**Work instructions**:
1. In the article about Sumit Nagal, what is his career-high ranking?
2. Edit the Sumit Nagal article from the words "To understand how" through "remain close today.", changing "academy" to "tennis school".

**Provided text**:
---------------

Just two seasons ago, Sumit Nagal was returning to pro tennis following hip surgery. Outside the Top 500 of the Pepperstone ATP Rankings, even falling to No. 638 in October 2022, Nagal was admittedly far from where he is today, a career-high No. 98.
His dedication and perseverance throughout his journey is now reaping rewards. The 26-year-old captured the ATP Challenger Tour title in Chennai on Sunday to become the 10th Indian to crack the Top 100 of the Pepperstone ATP Rankings.
“It was the most emotional day for me. As a kid everyone wants to be a Top 100 player. Everyone dreams of having that double-digit ranking,” Nagal told ATPTour.com. “To be able to do this in front of the Indian crowd, I don't think I could've asked for a better place.”
To understand how Nagal reached this point takes revisiting his past. At age eight, Nagal started playing tennis and just two years later he attended a tryout in Bangalore for Mahesh Bhupathi’s academy. The Jhajjar native Nagal asked the former doubles World No. 1 to observe his game, words that forever changed his life as the two remain close today.

---------------

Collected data
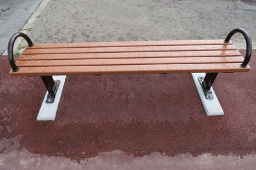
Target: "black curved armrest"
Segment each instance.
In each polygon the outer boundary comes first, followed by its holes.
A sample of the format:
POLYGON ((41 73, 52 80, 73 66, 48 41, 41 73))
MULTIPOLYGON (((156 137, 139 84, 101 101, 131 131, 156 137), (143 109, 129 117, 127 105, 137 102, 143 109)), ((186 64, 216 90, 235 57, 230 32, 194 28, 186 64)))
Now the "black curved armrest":
POLYGON ((250 36, 249 34, 245 31, 244 29, 239 28, 235 29, 232 30, 230 32, 229 32, 228 35, 227 36, 225 39, 225 43, 228 43, 229 40, 230 40, 231 37, 236 33, 239 32, 242 34, 244 38, 245 41, 246 42, 246 53, 245 54, 244 60, 243 63, 240 65, 243 67, 246 67, 247 64, 250 61, 250 59, 251 58, 252 52, 252 39, 250 36))
POLYGON ((18 32, 14 34, 9 40, 8 46, 8 60, 12 68, 12 71, 14 72, 18 71, 19 68, 16 66, 15 61, 14 60, 13 58, 13 45, 15 42, 16 39, 19 37, 24 38, 28 42, 29 46, 31 47, 34 45, 32 43, 31 39, 25 34, 22 32, 18 32))

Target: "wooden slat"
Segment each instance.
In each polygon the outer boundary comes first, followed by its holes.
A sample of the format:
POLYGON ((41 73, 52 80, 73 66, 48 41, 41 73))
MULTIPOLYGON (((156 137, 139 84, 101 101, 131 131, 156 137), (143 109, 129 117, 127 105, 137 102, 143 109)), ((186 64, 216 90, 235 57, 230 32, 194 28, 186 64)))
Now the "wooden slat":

---------------

**Answer list**:
1. No. 98

2.
To understand how Nagal reached this point takes revisiting his past. At age eight, Nagal started playing tennis and just two years later he attended a tryout in Bangalore for Mahesh Bhupathi’s tennis school. The Jhajjar native Nagal asked the former doubles World No. 1 to observe his game, words that forever changed his life as the two remain close today.